**What the task asks:**
What you produce should be an exact transcription of the data, minus any pictures.

Source data
....................

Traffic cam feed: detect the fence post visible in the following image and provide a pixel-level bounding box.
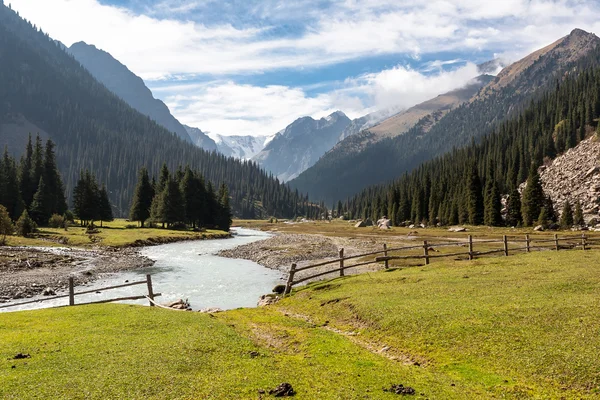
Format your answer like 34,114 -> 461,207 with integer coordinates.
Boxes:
284,263 -> 297,296
582,233 -> 587,250
146,274 -> 155,306
339,248 -> 345,277
468,235 -> 473,260
68,277 -> 75,306
503,235 -> 509,256
554,234 -> 559,251
383,243 -> 389,269
525,234 -> 530,253
423,241 -> 430,265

....................

**Solved problem:**
Traffic cam feed: detect the fence post visible in the following image and provide a pixel-level bounding box.
Format your answer like 34,114 -> 461,207 with integer coordinates.
Boxes:
284,263 -> 297,296
582,233 -> 587,250
146,274 -> 155,306
339,248 -> 345,277
468,235 -> 473,260
68,277 -> 75,306
503,235 -> 509,256
554,234 -> 559,251
383,243 -> 389,269
525,234 -> 530,253
423,241 -> 430,265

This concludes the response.